### WRITTEN TASK
Please edit the items from their start through the line holding "top-left (44, 29), bottom-right (109, 71)", inclusive: write those lines again with "Sample output" replaced by "Example output" and everything else unchanged.
----- EXERCISE INPUTS -----
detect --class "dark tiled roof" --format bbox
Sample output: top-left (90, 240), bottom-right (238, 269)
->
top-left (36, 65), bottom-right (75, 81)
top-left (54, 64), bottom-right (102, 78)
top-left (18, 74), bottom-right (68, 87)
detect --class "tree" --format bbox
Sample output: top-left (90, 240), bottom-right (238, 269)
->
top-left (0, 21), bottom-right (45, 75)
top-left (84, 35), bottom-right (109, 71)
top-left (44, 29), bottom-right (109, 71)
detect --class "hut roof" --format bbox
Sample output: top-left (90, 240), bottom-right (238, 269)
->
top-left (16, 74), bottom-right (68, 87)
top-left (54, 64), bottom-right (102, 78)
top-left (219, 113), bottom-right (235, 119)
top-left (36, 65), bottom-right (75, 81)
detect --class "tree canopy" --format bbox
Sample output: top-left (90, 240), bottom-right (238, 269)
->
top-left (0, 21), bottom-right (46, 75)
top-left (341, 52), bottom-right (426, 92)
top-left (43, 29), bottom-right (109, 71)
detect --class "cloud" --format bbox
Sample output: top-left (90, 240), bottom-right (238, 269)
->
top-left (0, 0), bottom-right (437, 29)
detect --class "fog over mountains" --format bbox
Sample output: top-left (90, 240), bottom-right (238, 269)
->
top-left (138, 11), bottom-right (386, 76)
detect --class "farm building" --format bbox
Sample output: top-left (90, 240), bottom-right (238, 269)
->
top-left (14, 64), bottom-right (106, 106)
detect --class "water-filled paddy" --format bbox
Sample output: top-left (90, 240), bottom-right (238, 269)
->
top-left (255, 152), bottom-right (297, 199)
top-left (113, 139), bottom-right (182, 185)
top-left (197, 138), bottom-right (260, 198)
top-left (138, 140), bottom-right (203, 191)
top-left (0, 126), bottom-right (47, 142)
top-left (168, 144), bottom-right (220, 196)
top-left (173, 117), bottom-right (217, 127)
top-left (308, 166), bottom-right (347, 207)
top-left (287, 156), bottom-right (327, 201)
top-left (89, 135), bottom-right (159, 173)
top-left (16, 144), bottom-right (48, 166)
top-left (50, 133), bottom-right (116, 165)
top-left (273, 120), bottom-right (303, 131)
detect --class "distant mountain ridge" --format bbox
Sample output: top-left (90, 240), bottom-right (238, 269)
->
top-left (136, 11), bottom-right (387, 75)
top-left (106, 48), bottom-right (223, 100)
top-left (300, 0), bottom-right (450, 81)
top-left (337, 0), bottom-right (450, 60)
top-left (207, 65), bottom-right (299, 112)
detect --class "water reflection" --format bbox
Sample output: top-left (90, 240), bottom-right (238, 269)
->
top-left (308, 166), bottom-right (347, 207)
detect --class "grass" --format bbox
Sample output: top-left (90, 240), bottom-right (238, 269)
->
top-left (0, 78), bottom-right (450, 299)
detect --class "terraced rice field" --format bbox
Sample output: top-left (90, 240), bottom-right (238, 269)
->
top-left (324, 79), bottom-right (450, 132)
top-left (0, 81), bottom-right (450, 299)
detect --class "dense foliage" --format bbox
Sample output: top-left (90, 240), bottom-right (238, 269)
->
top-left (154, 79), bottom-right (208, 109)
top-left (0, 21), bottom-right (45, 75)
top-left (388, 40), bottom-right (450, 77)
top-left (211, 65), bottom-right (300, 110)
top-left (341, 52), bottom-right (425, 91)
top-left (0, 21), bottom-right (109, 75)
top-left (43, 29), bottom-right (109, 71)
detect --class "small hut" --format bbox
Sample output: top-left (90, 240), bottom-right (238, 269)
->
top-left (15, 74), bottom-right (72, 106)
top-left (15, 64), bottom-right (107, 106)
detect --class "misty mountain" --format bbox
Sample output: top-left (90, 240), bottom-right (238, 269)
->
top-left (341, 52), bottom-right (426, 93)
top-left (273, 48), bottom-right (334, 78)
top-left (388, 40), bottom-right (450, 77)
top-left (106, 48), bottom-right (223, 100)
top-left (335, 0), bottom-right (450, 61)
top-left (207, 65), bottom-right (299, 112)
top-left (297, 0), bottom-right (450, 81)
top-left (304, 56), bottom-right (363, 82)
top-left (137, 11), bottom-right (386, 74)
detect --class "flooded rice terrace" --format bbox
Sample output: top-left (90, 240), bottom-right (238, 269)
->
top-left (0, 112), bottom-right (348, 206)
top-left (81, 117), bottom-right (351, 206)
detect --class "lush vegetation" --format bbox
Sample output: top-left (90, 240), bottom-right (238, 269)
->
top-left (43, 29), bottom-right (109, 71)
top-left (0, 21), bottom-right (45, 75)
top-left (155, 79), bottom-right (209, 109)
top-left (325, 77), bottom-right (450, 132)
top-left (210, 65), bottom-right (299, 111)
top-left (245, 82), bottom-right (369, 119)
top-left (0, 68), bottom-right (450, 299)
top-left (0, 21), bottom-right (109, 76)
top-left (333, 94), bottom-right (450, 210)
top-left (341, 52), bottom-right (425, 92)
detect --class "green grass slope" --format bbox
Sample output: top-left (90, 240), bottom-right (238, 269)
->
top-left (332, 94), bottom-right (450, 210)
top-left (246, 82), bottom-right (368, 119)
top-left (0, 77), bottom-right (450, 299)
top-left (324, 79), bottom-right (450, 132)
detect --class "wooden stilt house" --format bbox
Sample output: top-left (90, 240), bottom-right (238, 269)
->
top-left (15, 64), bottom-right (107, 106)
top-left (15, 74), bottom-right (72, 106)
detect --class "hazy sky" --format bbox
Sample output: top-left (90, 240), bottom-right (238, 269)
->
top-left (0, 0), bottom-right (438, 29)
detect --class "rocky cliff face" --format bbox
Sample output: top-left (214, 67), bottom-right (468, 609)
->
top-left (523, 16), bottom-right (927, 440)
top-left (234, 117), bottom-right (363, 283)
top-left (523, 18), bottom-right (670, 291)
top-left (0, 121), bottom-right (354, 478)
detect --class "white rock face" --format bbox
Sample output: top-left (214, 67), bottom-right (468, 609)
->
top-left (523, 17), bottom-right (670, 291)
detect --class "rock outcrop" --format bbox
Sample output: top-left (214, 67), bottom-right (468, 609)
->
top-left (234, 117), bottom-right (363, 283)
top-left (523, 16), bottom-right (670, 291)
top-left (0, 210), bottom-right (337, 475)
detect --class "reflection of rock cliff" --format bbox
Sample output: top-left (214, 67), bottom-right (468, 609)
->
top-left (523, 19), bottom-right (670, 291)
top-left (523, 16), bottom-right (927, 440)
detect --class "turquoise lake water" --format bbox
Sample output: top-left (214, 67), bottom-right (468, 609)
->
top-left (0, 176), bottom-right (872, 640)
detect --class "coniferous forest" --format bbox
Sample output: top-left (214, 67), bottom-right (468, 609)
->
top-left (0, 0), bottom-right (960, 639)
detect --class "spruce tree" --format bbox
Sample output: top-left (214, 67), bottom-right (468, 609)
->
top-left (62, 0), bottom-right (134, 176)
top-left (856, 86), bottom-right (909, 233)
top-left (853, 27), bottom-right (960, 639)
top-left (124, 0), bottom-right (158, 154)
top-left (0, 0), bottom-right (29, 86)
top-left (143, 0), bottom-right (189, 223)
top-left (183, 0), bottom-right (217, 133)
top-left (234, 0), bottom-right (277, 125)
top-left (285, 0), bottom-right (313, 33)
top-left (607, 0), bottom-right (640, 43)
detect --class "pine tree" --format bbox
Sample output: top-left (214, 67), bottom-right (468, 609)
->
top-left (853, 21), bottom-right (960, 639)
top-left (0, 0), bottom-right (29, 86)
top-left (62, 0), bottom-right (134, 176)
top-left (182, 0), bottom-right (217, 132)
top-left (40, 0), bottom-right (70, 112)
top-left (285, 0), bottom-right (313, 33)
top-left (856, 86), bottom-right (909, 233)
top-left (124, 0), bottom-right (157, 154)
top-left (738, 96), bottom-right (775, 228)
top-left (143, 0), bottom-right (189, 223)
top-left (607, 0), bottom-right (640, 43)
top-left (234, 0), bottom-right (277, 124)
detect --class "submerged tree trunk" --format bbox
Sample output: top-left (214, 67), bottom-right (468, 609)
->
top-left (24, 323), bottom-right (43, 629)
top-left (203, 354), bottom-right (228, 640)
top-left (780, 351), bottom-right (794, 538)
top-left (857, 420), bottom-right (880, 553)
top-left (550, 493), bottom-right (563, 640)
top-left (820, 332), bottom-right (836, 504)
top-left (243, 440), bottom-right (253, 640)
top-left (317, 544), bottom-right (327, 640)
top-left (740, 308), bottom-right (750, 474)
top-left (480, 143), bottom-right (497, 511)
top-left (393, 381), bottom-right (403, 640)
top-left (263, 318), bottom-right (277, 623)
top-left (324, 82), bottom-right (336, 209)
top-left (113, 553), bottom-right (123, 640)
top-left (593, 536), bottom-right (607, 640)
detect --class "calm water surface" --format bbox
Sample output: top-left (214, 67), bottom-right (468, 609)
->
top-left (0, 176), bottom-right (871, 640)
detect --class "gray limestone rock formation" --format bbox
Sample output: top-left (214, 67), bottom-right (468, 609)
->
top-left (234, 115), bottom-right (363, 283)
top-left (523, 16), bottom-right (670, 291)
-----
### THE OUTPUT
detect --class "dark tiled roof" --format bbox
Example output: top-left (90, 240), bottom-right (238, 269)
->
top-left (36, 65), bottom-right (75, 81)
top-left (54, 64), bottom-right (102, 78)
top-left (18, 74), bottom-right (68, 87)
detect --class "tree" --format bbox
Example output: top-left (90, 240), bottom-right (238, 269)
->
top-left (0, 21), bottom-right (45, 75)
top-left (84, 35), bottom-right (109, 71)
top-left (44, 29), bottom-right (109, 71)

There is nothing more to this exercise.